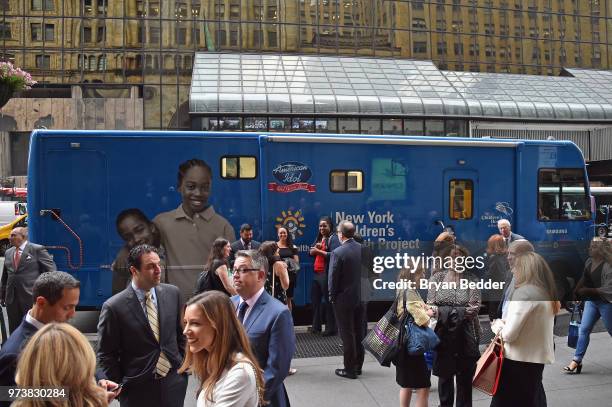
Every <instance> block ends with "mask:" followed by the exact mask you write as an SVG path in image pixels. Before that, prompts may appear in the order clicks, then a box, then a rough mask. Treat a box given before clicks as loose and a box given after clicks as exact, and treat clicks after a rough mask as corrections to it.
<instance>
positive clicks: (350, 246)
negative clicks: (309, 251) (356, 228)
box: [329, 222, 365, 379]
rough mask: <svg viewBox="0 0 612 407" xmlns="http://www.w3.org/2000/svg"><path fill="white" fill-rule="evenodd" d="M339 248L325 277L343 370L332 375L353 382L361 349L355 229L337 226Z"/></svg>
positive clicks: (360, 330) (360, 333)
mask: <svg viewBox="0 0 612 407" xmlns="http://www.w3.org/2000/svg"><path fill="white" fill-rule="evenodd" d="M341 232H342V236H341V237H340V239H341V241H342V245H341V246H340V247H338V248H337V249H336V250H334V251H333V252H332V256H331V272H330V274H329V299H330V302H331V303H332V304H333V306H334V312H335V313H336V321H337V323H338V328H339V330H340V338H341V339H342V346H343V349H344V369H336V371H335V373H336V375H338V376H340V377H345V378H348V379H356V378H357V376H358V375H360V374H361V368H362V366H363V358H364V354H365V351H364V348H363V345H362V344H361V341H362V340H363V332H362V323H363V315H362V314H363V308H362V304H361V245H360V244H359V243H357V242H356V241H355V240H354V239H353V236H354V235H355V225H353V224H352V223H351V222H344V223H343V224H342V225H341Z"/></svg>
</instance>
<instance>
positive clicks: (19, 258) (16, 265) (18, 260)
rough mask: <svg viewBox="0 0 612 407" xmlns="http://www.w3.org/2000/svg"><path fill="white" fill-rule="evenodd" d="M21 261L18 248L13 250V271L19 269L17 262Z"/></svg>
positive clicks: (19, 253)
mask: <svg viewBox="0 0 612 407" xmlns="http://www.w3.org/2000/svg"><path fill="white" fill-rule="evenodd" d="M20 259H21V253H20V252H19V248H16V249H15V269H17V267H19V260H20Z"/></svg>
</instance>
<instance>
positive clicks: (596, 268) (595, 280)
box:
......
#### [Problem requirements]
Text only, please: give the listing again word for word with no images.

#### [Expected output]
Every <instance> block ends with "mask:" followed by the exact mask you write as an SVG path in image pixels. Before that, prompts may appear in the order clicks, then a box, then a rough mask. Treat a box given before clicks as loose and a box given after clicks as exact, and treat clicks after a rough mask as corrections to it.
<instance>
positive clicks: (350, 246)
negative clicks: (309, 251) (356, 228)
box: [329, 222, 365, 379]
rough mask: <svg viewBox="0 0 612 407" xmlns="http://www.w3.org/2000/svg"><path fill="white" fill-rule="evenodd" d="M339 248L325 277L343 370L332 375L353 382L361 349L355 229L337 226Z"/></svg>
positive clicks: (360, 330) (360, 333)
mask: <svg viewBox="0 0 612 407" xmlns="http://www.w3.org/2000/svg"><path fill="white" fill-rule="evenodd" d="M341 232H342V236H341V237H340V239H341V241H342V245H341V246H340V247H338V248H337V249H336V250H334V251H333V252H332V256H331V272H330V274H329V299H330V302H331V303H332V304H333V306H334V312H335V313H336V321H337V323H338V328H339V330H340V338H341V339H342V346H343V349H344V369H336V371H335V373H336V375H338V376H340V377H345V378H348V379H356V378H357V376H358V375H360V374H361V368H362V366H363V358H364V354H365V351H364V348H363V345H362V344H361V341H362V340H363V332H362V323H363V315H362V314H363V308H362V304H361V245H360V244H359V243H357V242H356V241H355V240H354V239H353V236H354V235H355V225H353V224H352V223H351V222H344V223H343V224H342V225H341Z"/></svg>
</instance>
<instance>
positive clicks: (19, 258) (16, 265) (18, 260)
rough mask: <svg viewBox="0 0 612 407" xmlns="http://www.w3.org/2000/svg"><path fill="white" fill-rule="evenodd" d="M21 261L18 248L13 250V271L19 269L17 262Z"/></svg>
positive clicks: (19, 253)
mask: <svg viewBox="0 0 612 407" xmlns="http://www.w3.org/2000/svg"><path fill="white" fill-rule="evenodd" d="M20 259H21V253H20V252H19V248H16V249H15V269H17V267H19V260H20Z"/></svg>
</instance>
<instance>
positive clicks: (596, 268) (595, 280)
box:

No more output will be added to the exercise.